*REQUIRED ACTION*
Rewrite every line of the listing below as a JSON array of strings, with one string per line and blank lines left out.

== Segment start ==

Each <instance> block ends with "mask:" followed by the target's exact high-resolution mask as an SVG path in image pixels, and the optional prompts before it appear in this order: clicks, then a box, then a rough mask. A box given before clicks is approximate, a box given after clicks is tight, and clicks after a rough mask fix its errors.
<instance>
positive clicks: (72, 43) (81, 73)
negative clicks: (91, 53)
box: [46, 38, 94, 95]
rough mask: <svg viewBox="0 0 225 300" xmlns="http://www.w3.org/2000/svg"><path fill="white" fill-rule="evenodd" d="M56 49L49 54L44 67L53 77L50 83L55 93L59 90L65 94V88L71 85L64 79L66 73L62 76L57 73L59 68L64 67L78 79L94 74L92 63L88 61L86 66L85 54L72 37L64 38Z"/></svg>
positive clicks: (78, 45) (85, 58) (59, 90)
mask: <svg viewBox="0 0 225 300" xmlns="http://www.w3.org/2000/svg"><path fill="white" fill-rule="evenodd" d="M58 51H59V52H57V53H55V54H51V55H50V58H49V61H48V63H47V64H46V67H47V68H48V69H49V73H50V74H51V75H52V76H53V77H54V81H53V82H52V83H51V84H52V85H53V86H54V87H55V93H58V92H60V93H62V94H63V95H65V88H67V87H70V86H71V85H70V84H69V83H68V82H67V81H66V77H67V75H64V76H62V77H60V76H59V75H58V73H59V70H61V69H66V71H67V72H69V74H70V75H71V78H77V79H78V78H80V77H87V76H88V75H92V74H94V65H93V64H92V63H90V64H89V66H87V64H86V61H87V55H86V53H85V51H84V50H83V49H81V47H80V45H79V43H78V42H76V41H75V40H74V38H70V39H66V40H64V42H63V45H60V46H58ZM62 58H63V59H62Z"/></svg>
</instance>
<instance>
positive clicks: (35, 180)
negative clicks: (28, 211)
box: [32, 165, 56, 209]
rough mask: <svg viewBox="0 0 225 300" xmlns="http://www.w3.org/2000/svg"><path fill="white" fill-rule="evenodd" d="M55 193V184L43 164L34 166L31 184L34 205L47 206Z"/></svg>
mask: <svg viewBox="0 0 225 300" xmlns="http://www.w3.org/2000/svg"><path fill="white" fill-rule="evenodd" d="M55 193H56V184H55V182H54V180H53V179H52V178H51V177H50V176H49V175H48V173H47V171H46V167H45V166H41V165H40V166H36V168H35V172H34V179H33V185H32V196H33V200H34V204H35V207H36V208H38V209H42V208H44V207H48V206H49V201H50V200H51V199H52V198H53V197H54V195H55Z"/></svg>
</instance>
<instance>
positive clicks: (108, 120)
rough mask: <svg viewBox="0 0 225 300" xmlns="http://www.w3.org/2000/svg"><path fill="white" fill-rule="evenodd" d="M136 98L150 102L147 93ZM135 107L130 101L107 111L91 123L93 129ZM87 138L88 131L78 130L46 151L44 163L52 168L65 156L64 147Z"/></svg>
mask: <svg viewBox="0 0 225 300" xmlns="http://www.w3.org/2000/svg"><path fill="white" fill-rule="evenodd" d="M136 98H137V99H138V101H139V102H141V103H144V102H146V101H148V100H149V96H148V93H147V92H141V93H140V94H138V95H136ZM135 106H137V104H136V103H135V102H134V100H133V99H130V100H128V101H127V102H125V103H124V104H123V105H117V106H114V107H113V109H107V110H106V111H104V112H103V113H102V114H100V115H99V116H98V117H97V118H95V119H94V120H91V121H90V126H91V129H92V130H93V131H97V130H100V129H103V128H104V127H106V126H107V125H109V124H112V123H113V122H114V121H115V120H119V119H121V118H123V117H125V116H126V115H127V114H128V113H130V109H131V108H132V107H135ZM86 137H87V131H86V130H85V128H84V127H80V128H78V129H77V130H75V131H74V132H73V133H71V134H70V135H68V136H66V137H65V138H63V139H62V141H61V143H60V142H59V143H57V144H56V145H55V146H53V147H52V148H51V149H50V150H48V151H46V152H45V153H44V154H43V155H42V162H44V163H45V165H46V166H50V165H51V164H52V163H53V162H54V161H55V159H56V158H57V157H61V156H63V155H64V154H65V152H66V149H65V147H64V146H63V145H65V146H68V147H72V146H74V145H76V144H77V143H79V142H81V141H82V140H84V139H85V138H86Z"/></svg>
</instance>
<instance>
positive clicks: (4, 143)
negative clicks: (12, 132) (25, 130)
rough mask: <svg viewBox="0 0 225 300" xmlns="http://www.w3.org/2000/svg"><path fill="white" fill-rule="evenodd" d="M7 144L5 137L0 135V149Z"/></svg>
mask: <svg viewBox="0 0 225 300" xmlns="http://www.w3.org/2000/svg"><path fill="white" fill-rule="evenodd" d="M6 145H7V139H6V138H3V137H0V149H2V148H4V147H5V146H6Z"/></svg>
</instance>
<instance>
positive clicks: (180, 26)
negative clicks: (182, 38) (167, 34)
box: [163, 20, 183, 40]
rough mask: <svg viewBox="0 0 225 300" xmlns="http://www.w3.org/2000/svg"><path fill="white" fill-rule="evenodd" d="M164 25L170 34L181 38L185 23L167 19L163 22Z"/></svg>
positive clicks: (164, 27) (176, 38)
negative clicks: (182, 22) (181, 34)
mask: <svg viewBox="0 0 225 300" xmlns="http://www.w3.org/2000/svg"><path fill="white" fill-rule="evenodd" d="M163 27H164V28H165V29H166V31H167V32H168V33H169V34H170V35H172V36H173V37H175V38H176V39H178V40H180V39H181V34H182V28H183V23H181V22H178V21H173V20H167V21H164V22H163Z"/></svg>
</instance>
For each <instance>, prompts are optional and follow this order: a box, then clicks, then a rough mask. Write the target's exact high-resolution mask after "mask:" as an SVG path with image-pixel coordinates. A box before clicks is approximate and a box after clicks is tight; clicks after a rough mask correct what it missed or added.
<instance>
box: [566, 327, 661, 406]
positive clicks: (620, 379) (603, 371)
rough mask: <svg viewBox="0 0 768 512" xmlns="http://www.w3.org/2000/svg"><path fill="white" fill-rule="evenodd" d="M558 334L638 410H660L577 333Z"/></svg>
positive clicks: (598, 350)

== Segment end ==

*EXERCISE ANSWER*
[
  "Each <instance> block ends with \"mask:\" followed by the target's exact high-resolution mask as an SVG path in image pixels, and the optional prompts before it appear in this order: clicks, then a box, then a rough mask. A box given before clicks is approximate, a box given after clicks is tight, and clicks after a rough mask fix its errors.",
  "<instance>",
  "positive clicks: (72, 43) (81, 73)",
  "negative clicks: (91, 53)",
  "box: [46, 38, 94, 95]",
  "rough mask: <svg viewBox=\"0 0 225 300\" xmlns=\"http://www.w3.org/2000/svg\"><path fill=\"white\" fill-rule=\"evenodd\" d=\"M56 49L49 54L44 67L53 77L50 83L55 93L59 90L65 94V88L71 85L64 79L66 73L62 76L57 73L59 68L64 67L78 79L94 74L92 63L88 61L86 66L85 54L72 37L64 38Z\"/></svg>",
  "positive clicks: (78, 45) (85, 58) (59, 90)",
  "mask: <svg viewBox=\"0 0 225 300\" xmlns=\"http://www.w3.org/2000/svg\"><path fill=\"white\" fill-rule=\"evenodd\" d=\"M58 51H59V52H57V53H55V54H51V55H50V58H49V61H48V63H47V64H46V67H47V68H48V69H49V73H50V74H51V75H52V76H53V77H54V81H53V82H52V83H51V84H52V85H53V86H54V87H55V93H58V92H60V93H62V94H63V95H65V88H67V87H70V86H71V85H70V84H69V83H68V82H67V81H66V77H67V75H64V76H62V77H60V76H59V75H58V73H59V70H61V69H66V71H67V72H69V74H70V75H71V78H77V79H78V78H80V77H87V76H88V75H92V74H94V65H93V64H92V63H90V64H89V66H87V64H86V61H87V55H86V53H85V51H84V50H83V49H81V47H80V45H79V43H78V42H76V41H75V40H74V38H70V39H66V40H64V42H63V45H60V46H58ZM62 58H63V59H62Z\"/></svg>",
  "</instance>",
  "<instance>",
  "positive clicks: (35, 180)",
  "negative clicks: (28, 211)",
  "box: [32, 165, 56, 209]",
  "rough mask: <svg viewBox=\"0 0 225 300\" xmlns=\"http://www.w3.org/2000/svg\"><path fill=\"white\" fill-rule=\"evenodd\" d=\"M55 193V184L43 164L34 166L31 184L34 205L47 206Z\"/></svg>",
  "mask: <svg viewBox=\"0 0 225 300\" xmlns=\"http://www.w3.org/2000/svg\"><path fill=\"white\" fill-rule=\"evenodd\" d=\"M55 193H56V184H55V182H54V180H53V179H52V178H51V177H50V176H49V175H48V173H47V171H46V167H45V166H41V165H40V166H36V168H35V172H34V179H33V185H32V196H33V200H34V204H35V207H36V208H38V209H42V208H44V207H48V206H49V201H50V200H51V199H52V198H53V197H54V195H55Z\"/></svg>",
  "</instance>",
  "<instance>",
  "positive clicks: (108, 120)",
  "rough mask: <svg viewBox=\"0 0 225 300\" xmlns=\"http://www.w3.org/2000/svg\"><path fill=\"white\" fill-rule=\"evenodd\" d=\"M136 98L150 102L147 93ZM135 107L130 101L107 111L91 123L93 129ZM87 138L88 131L78 130L46 151L44 163L52 168L65 156L64 147Z\"/></svg>",
  "mask: <svg viewBox=\"0 0 225 300\" xmlns=\"http://www.w3.org/2000/svg\"><path fill=\"white\" fill-rule=\"evenodd\" d=\"M136 98H137V99H138V101H139V102H141V103H144V102H146V101H148V100H149V96H148V93H147V92H141V93H140V94H138V95H136ZM135 106H137V104H136V103H135V102H134V100H133V99H130V100H128V101H127V102H125V103H124V104H123V105H117V106H114V107H113V109H107V110H106V111H104V112H103V113H102V114H100V115H99V116H98V117H97V118H95V119H94V120H91V121H90V126H91V129H92V130H93V131H97V130H100V129H103V128H104V127H106V126H107V125H109V124H112V123H113V122H114V121H115V120H119V119H121V118H123V117H125V116H126V115H127V114H128V113H130V109H131V108H132V107H135ZM86 137H87V131H86V130H85V128H84V127H80V128H78V129H77V130H75V131H74V132H73V133H71V134H70V135H68V136H66V137H65V138H63V139H62V141H61V143H60V142H59V143H57V144H56V145H55V146H53V147H52V148H51V149H50V150H48V151H46V152H45V153H44V154H43V155H42V162H44V163H45V165H46V166H50V165H51V164H52V163H53V162H54V161H55V159H56V158H57V157H61V156H63V155H64V154H65V152H66V149H65V147H64V146H63V145H65V146H68V147H72V146H74V145H76V144H77V143H79V142H81V141H82V140H84V139H85V138H86Z\"/></svg>",
  "</instance>",
  "<instance>",
  "positive clicks: (4, 143)",
  "negative clicks: (12, 132) (25, 130)",
  "rough mask: <svg viewBox=\"0 0 225 300\" xmlns=\"http://www.w3.org/2000/svg\"><path fill=\"white\" fill-rule=\"evenodd\" d=\"M7 144L5 137L0 135V149Z\"/></svg>",
  "mask: <svg viewBox=\"0 0 225 300\" xmlns=\"http://www.w3.org/2000/svg\"><path fill=\"white\" fill-rule=\"evenodd\" d=\"M6 145H7V139H6V138H3V137H0V149H2V148H4V147H5V146H6Z\"/></svg>",
  "</instance>",
  "<instance>",
  "positive clicks: (180, 26)",
  "negative clicks: (182, 38) (167, 34)",
  "box: [163, 20, 183, 40]",
  "rough mask: <svg viewBox=\"0 0 225 300\" xmlns=\"http://www.w3.org/2000/svg\"><path fill=\"white\" fill-rule=\"evenodd\" d=\"M164 25L170 34L181 38L185 23L167 19L163 22Z\"/></svg>",
  "positive clicks: (164, 27) (176, 38)",
  "negative clicks: (182, 22) (181, 34)",
  "mask: <svg viewBox=\"0 0 225 300\" xmlns=\"http://www.w3.org/2000/svg\"><path fill=\"white\" fill-rule=\"evenodd\" d=\"M163 27H164V28H165V29H166V31H167V32H168V33H169V34H170V35H172V36H173V37H175V38H176V39H178V40H180V39H181V34H182V28H183V23H181V22H178V21H173V20H167V21H164V22H163Z\"/></svg>",
  "</instance>",
  "For each <instance>, prompts are optional and follow this order: a box, then clicks, then a rough mask. Write the target's exact high-resolution mask after \"mask:\" as an SVG path with image-pixel coordinates. A box before clicks is approximate and a box after clicks is tight; clicks after a rough mask correct what it missed or added.",
  "<instance>",
  "box: [566, 327, 661, 406]",
  "positive clicks: (620, 379) (603, 371)",
  "rough mask: <svg viewBox=\"0 0 768 512\" xmlns=\"http://www.w3.org/2000/svg\"><path fill=\"white\" fill-rule=\"evenodd\" d=\"M558 334L638 410H660L577 333Z\"/></svg>",
  "positive clicks: (598, 350)"
]